What are the incentives in the funding system to go upstream and reduce the number of poor birth outcomes? In a system where providers are paid more for more services, doctors are actually penalized financially if they choose to do fewer procedures. Similarly, a hospital can only survive financially if more people are admitted. The funding system is so upside down that we actually pay more if a hospital patient gets an infection or some other bad outcome. In Louisiana, our proposals have sought to bring sensibility to how we pay for services.
America’s health system also lacks consumer engagement. When consumers do not share in the cost of the care, when they have no “skin in the game,” they have little incentive to make decisions that help reduce costs. Consider two sectors of the healthcare system where costs have
not
exploded over the past fifteen years: plastic surgery and laser vision surgery. Why? Because neither one is traditionally covered
by third parties such as health insurance plans or the federal government. The people receiving the services pay for them directly, and they are price and quality sensitive.

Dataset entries
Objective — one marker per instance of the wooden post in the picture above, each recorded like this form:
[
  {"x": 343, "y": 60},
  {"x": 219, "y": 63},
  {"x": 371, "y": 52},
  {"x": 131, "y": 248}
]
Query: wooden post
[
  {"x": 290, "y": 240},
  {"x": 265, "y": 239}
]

* [Exercise description]: Continue the passage on health care funding incentives from the point where it stops, starting after its final sentence.

* [Task output]:
We need to remind ourselves that health insurance is
insurance
. The purpose is to cover treatments that we normally couldn’t afford by pooling risk across time and a large number of people. But we often think of it as something like prepaid dollars we need to spend. If we have fire insurance, we don’t burn down a room in our house at the end of the year because we didn’t have a fire. Yet when it comes to health insurance, we often make unnecessary doctors’ visits or perform needless tests at the end of the year just to “spend” our health insurance money.